Check your understanding:
• A. Using the passage on India's trade and manufacturing, decide whether each statement agrees with it, answering yes or no and quoting the deciding words: (i) manufacturing FDI reached $21.34 billion in FY22; (ii) land and project approvals are usually granted within weeks; (iii) the regulatory landscape is described as stable.
• B. Carry the passage on India's trade and manufacturing forward from its final sentence, keeping its bullet-point style.

Source extract:
Gita Gopinath recently highlighted our opportunity to attract global investment in an interview, but we must lower trade barriers and promise policy stability if India is to become the world’s next megafactory.
GS Paper -3: Economic Development and Growth; Trade and Investment; Infrastructure.
What are the major trade and manufacturing concerns in India? suggest measures to address these issues. (150 Words)
- India is rapidly emerging as a preferred destination for foreign investments in the manufacturing sector.
- A 76 percent year-on-year increase in manufacturing FDI to $21.34 billion in FY22.
- Foreign investment in manufacturing has steadily increased, with the automobile sector benefiting greatly.
- India is a country of 1.4 billion people, with a growing middle class. On the surface, the country appears to have untapped growth potential.
- Instead, why would businesses not want to expand their manufacturing footprint in the world’s fastest-growing economy? Especially with China, the world’s factory, facing serious economic challenges. This is a source of concern in India.
Concerns about Trade and Manufacturing:
- High tariffs, antiquated labour laws, shaky policy frameworks, and regulatory uncertainty exacerbated unfavourable growth conditions in an unfamiliar environment.
- Another issue of concern is acquiring land with clear titles without bribery or conflict.
- Land and project approvals are frequently held up for months.
- For example, retroactive taxation, rejections of foreign dispute settlements, and a revenue-sharing snafu in telecommunications all sent out awkward signals.
- The regulatory landscape is highly volatile.

Point-per-instance localization data:
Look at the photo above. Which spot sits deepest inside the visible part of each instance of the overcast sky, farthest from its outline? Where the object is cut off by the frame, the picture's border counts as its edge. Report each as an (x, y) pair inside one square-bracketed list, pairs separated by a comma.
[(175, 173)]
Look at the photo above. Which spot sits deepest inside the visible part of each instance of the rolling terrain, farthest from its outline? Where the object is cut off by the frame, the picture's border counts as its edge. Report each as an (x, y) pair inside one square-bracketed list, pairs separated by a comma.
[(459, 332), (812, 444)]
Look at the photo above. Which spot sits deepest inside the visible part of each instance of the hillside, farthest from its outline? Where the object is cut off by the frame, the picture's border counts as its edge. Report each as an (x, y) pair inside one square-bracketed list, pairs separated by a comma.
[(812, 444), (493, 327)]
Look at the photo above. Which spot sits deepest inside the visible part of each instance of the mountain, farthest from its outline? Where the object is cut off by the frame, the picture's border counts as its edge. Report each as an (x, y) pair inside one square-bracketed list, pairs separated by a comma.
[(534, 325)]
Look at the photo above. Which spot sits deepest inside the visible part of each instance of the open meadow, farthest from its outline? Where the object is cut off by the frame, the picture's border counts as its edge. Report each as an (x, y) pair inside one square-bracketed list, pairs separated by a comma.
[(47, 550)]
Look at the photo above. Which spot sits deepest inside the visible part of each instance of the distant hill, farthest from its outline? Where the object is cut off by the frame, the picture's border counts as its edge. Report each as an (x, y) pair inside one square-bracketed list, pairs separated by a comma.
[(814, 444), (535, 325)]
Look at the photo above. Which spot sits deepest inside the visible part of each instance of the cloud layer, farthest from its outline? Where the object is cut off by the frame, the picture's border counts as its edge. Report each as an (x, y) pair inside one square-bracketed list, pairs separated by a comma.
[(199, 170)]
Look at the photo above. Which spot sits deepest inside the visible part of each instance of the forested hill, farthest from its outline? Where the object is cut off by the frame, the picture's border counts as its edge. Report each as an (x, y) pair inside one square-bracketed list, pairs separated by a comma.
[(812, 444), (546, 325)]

Expected results:
• A.
(i) Yes: "A 76 percent year-on-year increase in manufacturing FDI to $21.34 billion in FY22."
(ii) No: "Land and project approvals are frequently held up for months."
(iii) No: "The regulatory landscape is highly volatile."

• B.
- As a result, global players struggle to thrive. It is not the same for domestic businesses. Because the management is local, they are familiar with the policy landscape and can respond quickly to changes. This is not the case for multinational corporations.
- For example, in the past, several major multinational corporations (MNCs)—Cairn Energy, Hutchison, Docomo, Lafarge, Carrefour, Daiichi Sankyo, and Henkel—have left the country, citing, among other things, an unfriendly business environment. Over 2,700 foreign companies and their subsidiaries have left India between 2014 and November 2021.
- India’s slow adoption of rapidly evolving technology, as well as a lack of skilled labour and innovation, are viewed as impediments.
- Global corporations are re-allocating investment to more advanced and profitable markets, rather than emerging markets like India, which are still catching up on sophisticated technology.
Steps Taken by Government
- In recent years, the government has cut taxes for new ventures, offered production-linked incentives to manufacturers, attempted to reduce red tape, and simplified tax remission for exporters.
- Under the recently introduced production linked incentive (PLI) scheme, the government has committed to allocating Rs1.97 lakh crore over five years to 13 sectors, including pharmaceutical, mobile, and electronic component manufacturing.
- The “ifs and buts” in the scheme’s fine print are difficult for long-term foreign investors to navigate.
- For example, the PLI scheme requires companies to meet a certain turnover threshold over a five-year period in order to qualify for incentives.
- It is impossible to predict how the industry and economy will be in five years. As a result, foreign investors will not take such a risk, and India is not the only country in which they can invest.
- The Centre’s emphasis on infrastructure development and cost reduction in logistics, on the other hand, should benefit us.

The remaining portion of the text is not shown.